• _STATED GOAL_
Reproduce the rows below verbatim, from their first line through the line containing "46], [136, 49]]]", both included.

--- TASK DATA ---

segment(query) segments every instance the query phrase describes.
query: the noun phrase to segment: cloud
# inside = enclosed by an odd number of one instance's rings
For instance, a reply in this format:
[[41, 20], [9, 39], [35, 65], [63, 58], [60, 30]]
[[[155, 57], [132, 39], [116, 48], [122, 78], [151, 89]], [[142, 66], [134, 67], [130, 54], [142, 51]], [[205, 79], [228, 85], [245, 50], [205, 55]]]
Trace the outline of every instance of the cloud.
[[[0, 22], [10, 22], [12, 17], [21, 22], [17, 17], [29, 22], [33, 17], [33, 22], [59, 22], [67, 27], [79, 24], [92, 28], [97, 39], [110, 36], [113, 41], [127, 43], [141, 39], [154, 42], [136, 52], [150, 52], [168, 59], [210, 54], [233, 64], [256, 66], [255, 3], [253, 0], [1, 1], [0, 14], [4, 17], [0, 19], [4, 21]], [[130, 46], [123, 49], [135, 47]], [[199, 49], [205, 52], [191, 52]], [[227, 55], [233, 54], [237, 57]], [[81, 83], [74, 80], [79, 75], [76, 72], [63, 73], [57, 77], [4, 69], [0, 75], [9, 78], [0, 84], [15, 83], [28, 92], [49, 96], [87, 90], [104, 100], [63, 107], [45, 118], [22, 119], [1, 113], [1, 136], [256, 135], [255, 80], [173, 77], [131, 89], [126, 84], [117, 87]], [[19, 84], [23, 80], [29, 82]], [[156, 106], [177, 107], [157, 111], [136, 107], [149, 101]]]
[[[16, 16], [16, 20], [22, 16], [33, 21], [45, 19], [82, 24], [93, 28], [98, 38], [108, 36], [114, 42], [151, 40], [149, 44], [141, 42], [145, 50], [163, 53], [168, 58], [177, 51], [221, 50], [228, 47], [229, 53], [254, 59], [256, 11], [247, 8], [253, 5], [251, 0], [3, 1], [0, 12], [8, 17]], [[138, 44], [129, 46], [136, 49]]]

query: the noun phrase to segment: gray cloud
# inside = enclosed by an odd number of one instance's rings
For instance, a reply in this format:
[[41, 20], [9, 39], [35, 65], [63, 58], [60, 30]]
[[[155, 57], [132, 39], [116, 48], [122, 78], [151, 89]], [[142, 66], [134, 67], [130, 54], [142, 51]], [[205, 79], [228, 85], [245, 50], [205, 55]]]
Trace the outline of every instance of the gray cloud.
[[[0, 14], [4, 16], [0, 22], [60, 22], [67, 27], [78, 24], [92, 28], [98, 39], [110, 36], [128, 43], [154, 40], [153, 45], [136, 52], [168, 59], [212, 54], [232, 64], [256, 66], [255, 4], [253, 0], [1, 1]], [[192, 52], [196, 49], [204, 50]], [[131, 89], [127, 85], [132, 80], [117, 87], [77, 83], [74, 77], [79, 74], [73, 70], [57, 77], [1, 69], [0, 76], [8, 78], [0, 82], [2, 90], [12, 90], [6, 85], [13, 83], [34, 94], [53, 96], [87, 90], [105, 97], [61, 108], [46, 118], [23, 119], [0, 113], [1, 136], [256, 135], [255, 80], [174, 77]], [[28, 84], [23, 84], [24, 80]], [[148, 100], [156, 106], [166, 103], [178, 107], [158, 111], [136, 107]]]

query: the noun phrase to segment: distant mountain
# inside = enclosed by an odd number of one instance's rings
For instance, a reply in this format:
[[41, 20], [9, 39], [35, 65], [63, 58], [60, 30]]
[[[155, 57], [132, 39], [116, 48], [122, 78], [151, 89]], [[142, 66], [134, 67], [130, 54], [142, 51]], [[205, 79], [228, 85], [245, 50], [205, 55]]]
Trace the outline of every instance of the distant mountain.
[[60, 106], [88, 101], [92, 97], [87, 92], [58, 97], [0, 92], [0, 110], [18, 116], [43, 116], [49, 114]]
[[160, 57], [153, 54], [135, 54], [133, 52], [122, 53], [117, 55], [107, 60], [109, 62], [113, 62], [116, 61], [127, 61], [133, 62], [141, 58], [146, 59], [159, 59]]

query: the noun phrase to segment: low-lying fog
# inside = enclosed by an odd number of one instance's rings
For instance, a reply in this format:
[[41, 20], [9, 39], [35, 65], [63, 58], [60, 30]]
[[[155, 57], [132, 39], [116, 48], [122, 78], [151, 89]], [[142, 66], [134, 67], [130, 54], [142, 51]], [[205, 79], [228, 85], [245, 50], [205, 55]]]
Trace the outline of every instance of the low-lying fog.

---

• _PROBLEM SOLUTION_
segment(query) segments every instance the query phrase describes.
query: the noun phrase to segment: cloud
# inside = enclosed by an odd number of one instance's rings
For instance, a reply in this format:
[[41, 20], [9, 39], [35, 65], [63, 58], [60, 30]]
[[[155, 57], [132, 39], [116, 48], [122, 78], [151, 89]], [[142, 66], [134, 67], [130, 54], [142, 51]], [[205, 79], [228, 85], [245, 50], [205, 55]]]
Trace the outline of every instance of the cloud.
[[[0, 22], [10, 22], [12, 17], [21, 22], [17, 17], [29, 22], [33, 17], [33, 22], [59, 22], [67, 27], [79, 24], [92, 28], [97, 39], [110, 36], [113, 41], [127, 43], [141, 39], [154, 42], [136, 52], [150, 52], [168, 59], [210, 54], [233, 64], [256, 66], [255, 3], [253, 0], [1, 1], [0, 14], [4, 17], [0, 19], [4, 21]], [[130, 46], [123, 49], [135, 47]], [[199, 49], [205, 52], [191, 52]], [[227, 55], [233, 54], [237, 57]], [[81, 83], [74, 80], [79, 75], [76, 72], [63, 73], [57, 77], [4, 69], [0, 75], [9, 78], [0, 84], [15, 83], [28, 92], [49, 96], [87, 90], [104, 100], [63, 107], [45, 118], [22, 119], [1, 113], [1, 136], [256, 135], [255, 80], [173, 77], [131, 89], [126, 84], [117, 87]], [[19, 84], [23, 80], [29, 82]], [[156, 106], [177, 107], [157, 111], [136, 107], [149, 101]]]
[[[16, 16], [16, 20], [22, 16], [33, 21], [45, 19], [82, 24], [93, 28], [98, 38], [108, 36], [114, 42], [151, 40], [149, 44], [141, 42], [145, 50], [163, 53], [168, 58], [177, 51], [221, 50], [228, 47], [229, 53], [254, 59], [256, 11], [247, 8], [253, 5], [251, 0], [3, 1], [0, 12], [8, 17]], [[138, 44], [129, 46], [136, 49]]]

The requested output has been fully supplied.